## [GOAL]
Set out every line of the items below as a numbered list, leaving out any blank lines.

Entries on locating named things

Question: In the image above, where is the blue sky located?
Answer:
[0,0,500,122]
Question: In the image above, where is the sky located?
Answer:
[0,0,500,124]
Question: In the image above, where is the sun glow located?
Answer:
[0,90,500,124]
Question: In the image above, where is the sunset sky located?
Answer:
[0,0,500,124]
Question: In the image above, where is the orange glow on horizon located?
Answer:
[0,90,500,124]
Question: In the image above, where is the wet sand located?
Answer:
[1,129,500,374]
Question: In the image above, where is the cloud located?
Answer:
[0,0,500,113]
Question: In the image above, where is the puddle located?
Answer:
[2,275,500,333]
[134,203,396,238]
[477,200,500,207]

## [THE REPLY]
1. Question: In the image above, where is the blue sky located?
2. Answer:
3. [0,0,500,122]
4. Question: In the image above, where is the sky located?
5. Answer:
6. [0,0,500,124]
7. Question: In the image above, where is the sun glow located?
8. Answer:
9. [0,90,500,124]
10. Question: In the image above, where is the sunset sky located?
11. Answer:
12. [0,0,500,124]
13. Question: In the image above, where is the orange glow on horizon located?
14. Answer:
15. [0,90,500,124]
16. Question: In the image above, where is the wet sand located?
17. Answer:
18. [1,129,500,374]
19. Question: In the image above, where is the cloud located?
20. Answer:
21. [0,0,500,113]
22. Question: In the image above, where is the puddle located?
23. Answer:
24. [2,275,500,333]
25. [134,203,396,238]
26. [477,200,500,207]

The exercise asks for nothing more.